[PROMPT] Echo the lines of the data below without any change, starting with the line that contains "segment: large leaf blade" and going on through the line that contains "13 0 L 13 13", both included.

[Data taken from a collection]
━━━━━━━━━━━━━━━━━━━━━━━━━━━━━━

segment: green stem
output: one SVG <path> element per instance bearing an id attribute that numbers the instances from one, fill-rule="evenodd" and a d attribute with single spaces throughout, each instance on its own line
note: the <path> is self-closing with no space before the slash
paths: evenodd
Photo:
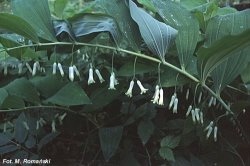
<path id="1" fill-rule="evenodd" d="M 193 75 L 189 74 L 188 72 L 186 72 L 184 69 L 180 69 L 166 61 L 161 61 L 157 58 L 145 55 L 145 54 L 141 54 L 141 53 L 136 53 L 133 51 L 129 51 L 129 50 L 125 50 L 125 49 L 121 49 L 121 48 L 116 48 L 116 47 L 112 47 L 112 46 L 106 46 L 106 45 L 101 45 L 101 44 L 91 44 L 91 43 L 79 43 L 79 42 L 74 42 L 74 43 L 70 43 L 70 42 L 54 42 L 54 43 L 38 43 L 38 44 L 30 44 L 30 45 L 21 45 L 21 46 L 17 46 L 17 47 L 12 47 L 12 48 L 6 48 L 5 50 L 0 50 L 0 52 L 2 51 L 11 51 L 11 50 L 15 50 L 15 49 L 19 49 L 19 48 L 27 48 L 27 47 L 34 47 L 34 46 L 54 46 L 54 45 L 76 45 L 76 46 L 89 46 L 89 47 L 99 47 L 99 48 L 105 48 L 105 49 L 109 49 L 109 50 L 113 50 L 113 51 L 119 51 L 119 52 L 124 52 L 130 55 L 134 55 L 143 59 L 147 59 L 156 63 L 160 63 L 163 64 L 181 74 L 183 74 L 184 76 L 188 77 L 189 79 L 193 80 L 196 83 L 200 83 L 205 89 L 207 89 L 214 97 L 216 97 L 221 104 L 225 107 L 225 109 L 233 114 L 233 112 L 230 110 L 230 108 L 228 107 L 228 105 L 220 98 L 220 96 L 216 95 L 216 93 L 214 91 L 212 91 L 205 83 L 200 82 L 199 79 L 197 79 L 196 77 L 194 77 Z"/>

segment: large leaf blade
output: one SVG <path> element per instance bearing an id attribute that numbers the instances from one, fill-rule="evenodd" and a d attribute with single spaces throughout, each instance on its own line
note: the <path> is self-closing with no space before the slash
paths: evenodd
<path id="1" fill-rule="evenodd" d="M 13 0 L 13 13 L 26 20 L 37 35 L 49 41 L 56 41 L 47 0 Z"/>
<path id="2" fill-rule="evenodd" d="M 94 37 L 101 32 L 109 32 L 115 43 L 118 45 L 121 40 L 120 30 L 116 21 L 104 14 L 80 14 L 69 19 L 72 25 L 72 31 L 77 38 L 94 35 Z M 87 39 L 87 41 L 92 40 Z"/>
<path id="3" fill-rule="evenodd" d="M 147 12 L 138 8 L 129 0 L 130 14 L 138 24 L 140 33 L 148 48 L 165 61 L 165 55 L 170 46 L 171 39 L 177 35 L 177 30 L 154 19 Z"/>
<path id="4" fill-rule="evenodd" d="M 190 11 L 170 0 L 153 0 L 162 19 L 178 30 L 175 43 L 182 69 L 192 65 L 194 51 L 199 39 L 199 23 Z"/>
<path id="5" fill-rule="evenodd" d="M 39 42 L 36 31 L 33 27 L 18 16 L 8 13 L 0 13 L 0 28 L 22 35 L 34 42 Z"/>

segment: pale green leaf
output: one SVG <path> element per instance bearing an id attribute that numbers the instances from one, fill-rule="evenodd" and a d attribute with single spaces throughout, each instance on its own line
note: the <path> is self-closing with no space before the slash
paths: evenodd
<path id="1" fill-rule="evenodd" d="M 190 11 L 170 0 L 153 0 L 162 19 L 178 30 L 175 43 L 182 69 L 192 65 L 191 60 L 199 40 L 199 23 Z"/>
<path id="2" fill-rule="evenodd" d="M 14 0 L 11 6 L 13 13 L 26 20 L 39 37 L 56 41 L 47 0 Z"/>
<path id="3" fill-rule="evenodd" d="M 62 106 L 73 106 L 91 104 L 91 101 L 84 90 L 76 83 L 68 83 L 55 95 L 48 98 L 46 102 Z"/>
<path id="4" fill-rule="evenodd" d="M 17 96 L 23 100 L 39 103 L 40 99 L 37 90 L 34 86 L 25 78 L 18 78 L 9 83 L 5 89 L 10 95 Z"/>
<path id="5" fill-rule="evenodd" d="M 171 40 L 177 35 L 177 30 L 168 26 L 138 8 L 136 4 L 129 0 L 130 14 L 138 24 L 141 36 L 153 54 L 165 61 L 165 55 L 170 47 Z"/>
<path id="6" fill-rule="evenodd" d="M 0 28 L 22 35 L 34 42 L 39 42 L 36 31 L 32 26 L 18 16 L 0 13 Z"/>
<path id="7" fill-rule="evenodd" d="M 99 129 L 99 139 L 103 156 L 106 161 L 109 161 L 110 158 L 116 153 L 116 150 L 122 138 L 122 133 L 122 126 Z"/>

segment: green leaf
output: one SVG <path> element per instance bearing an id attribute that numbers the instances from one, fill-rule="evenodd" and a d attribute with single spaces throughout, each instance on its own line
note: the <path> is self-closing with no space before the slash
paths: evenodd
<path id="1" fill-rule="evenodd" d="M 175 161 L 173 151 L 171 149 L 167 148 L 167 147 L 160 148 L 159 149 L 159 154 L 165 160 Z"/>
<path id="2" fill-rule="evenodd" d="M 39 90 L 41 96 L 45 98 L 51 97 L 66 84 L 54 75 L 45 77 L 36 76 L 30 81 Z"/>
<path id="3" fill-rule="evenodd" d="M 223 36 L 237 35 L 249 29 L 250 24 L 245 20 L 250 20 L 250 10 L 213 18 L 207 26 L 206 38 L 208 40 L 205 44 L 209 46 Z M 214 87 L 218 94 L 246 67 L 249 51 L 250 47 L 228 55 L 230 57 L 211 72 Z"/>
<path id="4" fill-rule="evenodd" d="M 18 16 L 0 13 L 0 28 L 22 35 L 36 43 L 39 42 L 36 31 L 32 26 Z"/>
<path id="5" fill-rule="evenodd" d="M 92 40 L 100 32 L 109 32 L 117 45 L 121 40 L 121 33 L 116 21 L 108 15 L 85 13 L 76 15 L 69 21 L 75 36 L 82 37 L 83 41 Z"/>
<path id="6" fill-rule="evenodd" d="M 4 133 L 0 133 L 0 146 L 6 145 L 11 139 Z"/>
<path id="7" fill-rule="evenodd" d="M 106 161 L 109 161 L 109 159 L 115 154 L 121 141 L 122 133 L 122 126 L 99 129 L 99 139 L 103 156 Z"/>
<path id="8" fill-rule="evenodd" d="M 5 89 L 0 88 L 0 108 L 2 107 L 2 104 L 7 97 L 8 92 Z"/>
<path id="9" fill-rule="evenodd" d="M 9 108 L 24 108 L 24 107 L 25 107 L 25 103 L 23 99 L 17 96 L 8 96 L 4 100 L 1 108 L 9 109 Z"/>
<path id="10" fill-rule="evenodd" d="M 10 95 L 20 97 L 26 101 L 39 103 L 40 99 L 37 90 L 25 78 L 18 78 L 9 83 L 5 89 Z"/>
<path id="11" fill-rule="evenodd" d="M 139 63 L 137 62 L 135 65 L 134 72 L 134 64 L 133 62 L 125 63 L 118 71 L 118 76 L 133 76 L 134 74 L 144 74 L 157 70 L 157 66 L 154 64 L 147 63 Z"/>
<path id="12" fill-rule="evenodd" d="M 193 8 L 203 5 L 207 3 L 206 0 L 181 0 L 181 5 L 187 8 L 188 10 L 192 10 Z"/>
<path id="13" fill-rule="evenodd" d="M 145 145 L 148 142 L 149 138 L 154 133 L 154 129 L 155 129 L 155 126 L 152 123 L 152 121 L 141 120 L 141 122 L 139 123 L 139 125 L 137 127 L 137 133 L 138 133 L 143 145 Z"/>
<path id="14" fill-rule="evenodd" d="M 187 69 L 199 40 L 199 23 L 190 11 L 170 0 L 153 0 L 162 19 L 178 30 L 175 43 L 182 69 Z"/>
<path id="15" fill-rule="evenodd" d="M 60 89 L 55 95 L 48 98 L 46 102 L 62 106 L 91 104 L 84 90 L 79 85 L 71 82 Z"/>
<path id="16" fill-rule="evenodd" d="M 26 20 L 39 37 L 57 41 L 47 0 L 14 0 L 11 1 L 11 6 L 13 13 Z"/>
<path id="17" fill-rule="evenodd" d="M 49 142 L 51 142 L 53 139 L 55 139 L 60 133 L 59 132 L 54 132 L 54 133 L 49 133 L 46 136 L 44 136 L 39 143 L 37 144 L 38 150 L 41 150 L 41 148 L 45 145 L 47 145 Z"/>
<path id="18" fill-rule="evenodd" d="M 5 145 L 5 146 L 1 146 L 0 147 L 0 155 L 9 153 L 9 152 L 13 152 L 15 150 L 17 150 L 18 147 L 16 145 Z"/>
<path id="19" fill-rule="evenodd" d="M 28 135 L 28 131 L 23 125 L 24 121 L 26 121 L 26 117 L 24 113 L 21 113 L 14 124 L 14 138 L 19 143 L 23 143 Z"/>
<path id="20" fill-rule="evenodd" d="M 98 10 L 103 9 L 106 14 L 119 20 L 118 25 L 123 37 L 120 47 L 131 47 L 133 50 L 139 51 L 141 37 L 138 33 L 139 30 L 136 23 L 130 16 L 125 1 L 97 0 L 96 6 Z M 110 6 L 112 6 L 112 8 Z"/>
<path id="21" fill-rule="evenodd" d="M 90 111 L 98 110 L 108 105 L 115 99 L 117 99 L 117 97 L 120 94 L 121 94 L 121 91 L 112 91 L 112 90 L 109 90 L 107 87 L 96 89 L 90 96 L 92 104 L 87 105 L 84 108 L 84 111 L 90 112 Z M 105 100 L 103 100 L 103 96 L 105 96 Z"/>
<path id="22" fill-rule="evenodd" d="M 215 41 L 210 47 L 198 50 L 198 71 L 203 82 L 208 75 L 231 55 L 250 45 L 250 29 L 239 35 L 226 36 Z"/>
<path id="23" fill-rule="evenodd" d="M 165 55 L 171 40 L 177 35 L 177 30 L 154 19 L 138 8 L 132 0 L 129 0 L 129 8 L 131 17 L 138 24 L 142 38 L 150 51 L 165 61 Z"/>
<path id="24" fill-rule="evenodd" d="M 153 3 L 150 0 L 138 0 L 138 3 L 145 6 L 147 9 L 149 9 L 152 12 L 156 12 L 155 7 Z"/>
<path id="25" fill-rule="evenodd" d="M 161 140 L 161 147 L 176 148 L 180 143 L 180 136 L 166 136 Z"/>
<path id="26" fill-rule="evenodd" d="M 63 12 L 68 3 L 68 0 L 56 0 L 54 2 L 54 12 L 57 17 L 63 18 Z"/>
<path id="27" fill-rule="evenodd" d="M 21 44 L 17 42 L 20 38 L 18 35 L 2 34 L 0 35 L 0 43 L 6 48 L 18 47 L 21 46 Z M 30 48 L 18 48 L 7 52 L 10 56 L 23 60 L 25 60 L 25 58 L 33 59 L 36 57 L 35 51 Z"/>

━━━━━━━━━━━━━━━━━━━━━━━━━━━━━━

[EXPECTED ANSWER]
segment: large leaf blade
output: one SVG <path> element per instance bearing an id attribute that numbers the instances from one, fill-rule="evenodd" and a d attribute with single spaces throughout, each instance on its own line
note: the <path> is self-closing with no space before the slash
paths: evenodd
<path id="1" fill-rule="evenodd" d="M 13 0 L 13 13 L 26 20 L 37 35 L 49 41 L 56 41 L 47 0 Z"/>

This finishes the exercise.